### ASSIGNMENT
Reproduce each record exactly, but exclude every picture.

== RECORD EXTRACTS

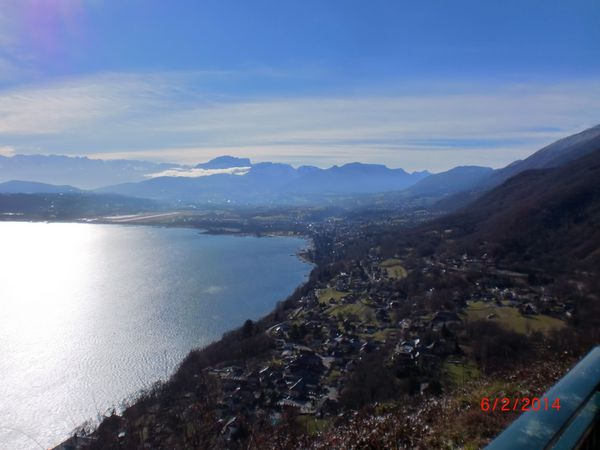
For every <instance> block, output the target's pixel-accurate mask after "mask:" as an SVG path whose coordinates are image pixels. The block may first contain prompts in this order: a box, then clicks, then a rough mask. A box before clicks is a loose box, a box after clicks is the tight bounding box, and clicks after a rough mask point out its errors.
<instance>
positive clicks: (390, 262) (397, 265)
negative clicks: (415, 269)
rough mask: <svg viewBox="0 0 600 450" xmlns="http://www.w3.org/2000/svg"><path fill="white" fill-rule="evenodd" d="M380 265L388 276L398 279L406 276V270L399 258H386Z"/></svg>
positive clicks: (389, 276)
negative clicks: (386, 258) (387, 258)
mask: <svg viewBox="0 0 600 450" xmlns="http://www.w3.org/2000/svg"><path fill="white" fill-rule="evenodd" d="M381 267H383V268H384V269H385V270H386V272H387V275H388V277H390V278H394V279H397V280H400V279H402V278H406V277H407V276H408V272H407V271H406V269H405V268H404V267H403V266H402V261H400V260H399V259H394V258H390V259H386V260H385V261H383V262H382V263H381Z"/></svg>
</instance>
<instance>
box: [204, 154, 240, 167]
mask: <svg viewBox="0 0 600 450" xmlns="http://www.w3.org/2000/svg"><path fill="white" fill-rule="evenodd" d="M251 166H252V162H251V161H250V158H237V157H235V156H229V155H223V156H218V157H216V158H213V159H211V160H210V161H208V162H205V163H200V164H198V165H196V168H197V169H231V168H233V167H251Z"/></svg>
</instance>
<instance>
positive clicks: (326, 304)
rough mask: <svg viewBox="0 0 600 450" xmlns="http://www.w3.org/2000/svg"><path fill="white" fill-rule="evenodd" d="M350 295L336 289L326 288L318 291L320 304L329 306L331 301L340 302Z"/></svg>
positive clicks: (319, 302)
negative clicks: (332, 300)
mask: <svg viewBox="0 0 600 450" xmlns="http://www.w3.org/2000/svg"><path fill="white" fill-rule="evenodd" d="M348 294H349V293H348V292H340V291H337V290H335V289H334V288H325V289H319V290H318V291H317V299H318V300H319V303H324V304H326V305H328V304H329V303H330V302H331V299H334V300H336V301H339V300H340V299H341V298H344V297H345V296H346V295H348Z"/></svg>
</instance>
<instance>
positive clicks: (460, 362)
mask: <svg viewBox="0 0 600 450" xmlns="http://www.w3.org/2000/svg"><path fill="white" fill-rule="evenodd" d="M442 373H443V374H444V378H445V379H447V380H448V381H450V383H451V384H453V385H462V384H464V383H466V382H467V381H470V380H472V379H475V378H479V375H480V372H479V369H478V368H477V365H476V364H475V362H474V361H471V360H465V361H459V360H450V359H448V360H446V361H445V362H444V365H443V366H442Z"/></svg>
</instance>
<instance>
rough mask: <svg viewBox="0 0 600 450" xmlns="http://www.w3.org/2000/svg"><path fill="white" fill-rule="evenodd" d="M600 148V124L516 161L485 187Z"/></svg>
mask: <svg viewBox="0 0 600 450" xmlns="http://www.w3.org/2000/svg"><path fill="white" fill-rule="evenodd" d="M598 148H600V125H596V126H595V127H592V128H588V129H587V130H584V131H582V132H580V133H577V134H573V135H571V136H567V137H565V138H563V139H560V140H558V141H556V142H554V143H552V144H550V145H548V146H546V147H544V148H542V149H541V150H538V151H537V152H535V153H534V154H533V155H531V156H529V157H528V158H526V159H524V160H522V161H515V162H513V163H511V164H509V165H508V166H506V167H504V168H503V169H499V170H497V171H495V172H494V174H493V175H491V176H490V177H489V178H487V179H486V180H485V181H484V182H483V183H482V185H481V186H482V187H483V188H491V187H494V186H498V185H499V184H501V183H503V182H504V181H506V180H508V179H509V178H510V177H512V176H514V175H517V174H518V173H520V172H523V171H525V170H531V169H548V168H552V167H558V166H561V165H563V164H566V163H568V162H570V161H574V160H576V159H577V158H580V157H582V156H584V155H587V154H588V153H590V152H593V151H594V150H597V149H598Z"/></svg>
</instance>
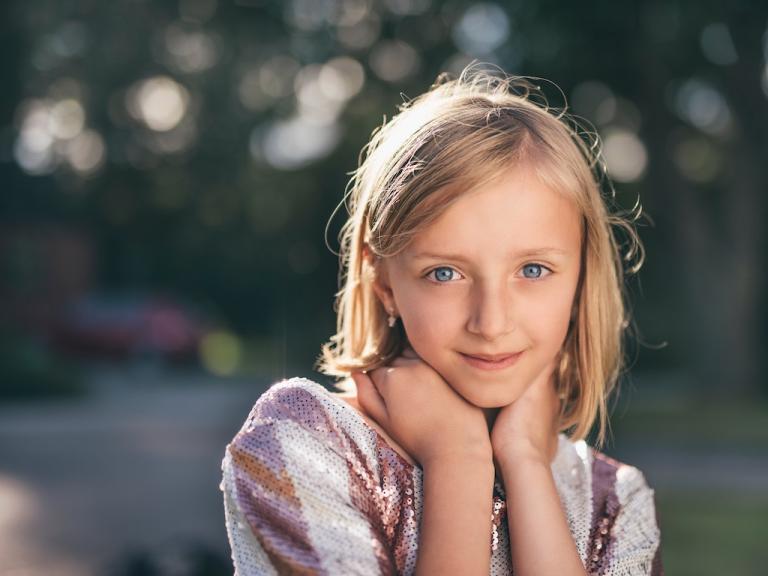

====

### SOLUTION
For every <instance> block, output the target's pixel-accurate mask after "mask:" as an SVG path whose coordinates are image pixels. The block may first contain prompts in this order: a box, then clicks, then a rough mask. A box before clicks is a loose box, a box after clicks is the tight bounding box, and clicks after a rough mask point out its errors.
<instance>
positive clicks: (390, 262) (397, 265)
negative clicks: (415, 269)
rough mask: <svg viewBox="0 0 600 450" xmlns="http://www.w3.org/2000/svg"><path fill="white" fill-rule="evenodd" d="M380 265L388 276L398 279L406 276V270L399 258H386Z"/></svg>
positive clicks: (389, 276)
negative clicks: (386, 258) (387, 258)
mask: <svg viewBox="0 0 600 450" xmlns="http://www.w3.org/2000/svg"><path fill="white" fill-rule="evenodd" d="M381 267H383V268H384V269H385V270H386V272H387V275H388V277H390V278H394V279H397V280H400V279H402V278H406V277H407V276H408V272H407V271H406V269H405V268H404V267H403V266H402V261H400V260H399V259H394V258H390V259H386V260H385V261H383V262H382V263H381Z"/></svg>
</instance>
<instance>
box: [204, 154, 240, 167]
mask: <svg viewBox="0 0 600 450" xmlns="http://www.w3.org/2000/svg"><path fill="white" fill-rule="evenodd" d="M251 166H252V162H251V161H250V158H237V157H235V156H229V155H223V156H218V157H216V158H213V159H211V160H210V161H208V162H205V163H200V164H198V165H196V168H197V169H231V168H233V167H251Z"/></svg>
</instance>
<instance>
positive clicks: (326, 304)
rough mask: <svg viewBox="0 0 600 450" xmlns="http://www.w3.org/2000/svg"><path fill="white" fill-rule="evenodd" d="M350 295L336 289L326 288L318 291L320 304L329 306L331 301L340 302Z"/></svg>
positive clicks: (319, 302)
negative clicks: (332, 300)
mask: <svg viewBox="0 0 600 450" xmlns="http://www.w3.org/2000/svg"><path fill="white" fill-rule="evenodd" d="M348 294H349V293H348V292H340V291H337V290H335V289H334V288H325V289H319V290H318V291H317V299H318V300H319V303H324V304H326V305H328V304H329V303H330V302H331V299H334V300H336V301H339V300H340V299H341V298H344V297H345V296H346V295H348Z"/></svg>
</instance>
<instance>
positive clicks: (460, 362)
mask: <svg viewBox="0 0 600 450" xmlns="http://www.w3.org/2000/svg"><path fill="white" fill-rule="evenodd" d="M442 373H443V374H444V378H445V379H447V380H448V381H450V383H451V384H453V385H462V384H464V383H466V382H467V381H470V380H472V379H475V378H479V375H480V372H479V369H478V368H477V365H476V364H475V362H474V361H471V360H465V361H459V360H450V359H448V360H446V361H445V362H444V365H443V366H442Z"/></svg>
</instance>
<instance>
rough mask: <svg viewBox="0 0 600 450" xmlns="http://www.w3.org/2000/svg"><path fill="white" fill-rule="evenodd" d="M600 148V124L516 161L485 187Z"/></svg>
mask: <svg viewBox="0 0 600 450" xmlns="http://www.w3.org/2000/svg"><path fill="white" fill-rule="evenodd" d="M598 148H600V125H596V126H595V127H592V128H588V129H587V130H584V131H582V132H580V133H577V134H573V135H571V136H567V137H565V138H563V139H560V140H558V141H556V142H554V143H552V144H550V145H548V146H546V147H544V148H542V149H541V150H538V151H537V152H535V153H534V154H533V155H531V156H529V157H528V158H526V159H524V160H522V161H515V162H513V163H511V164H509V165H508V166H506V167H504V168H503V169H499V170H497V171H495V172H494V174H493V175H491V176H490V177H489V178H487V179H486V180H485V181H484V182H483V183H482V185H481V186H482V187H483V188H491V187H494V186H498V185H499V184H501V183H503V182H504V181H506V180H508V179H509V178H510V177H512V176H514V175H517V174H518V173H520V172H523V171H525V170H531V169H548V168H552V167H558V166H561V165H563V164H566V163H568V162H570V161H574V160H576V159H577V158H580V157H582V156H584V155H587V154H588V153H590V152H593V151H594V150H597V149H598Z"/></svg>
</instance>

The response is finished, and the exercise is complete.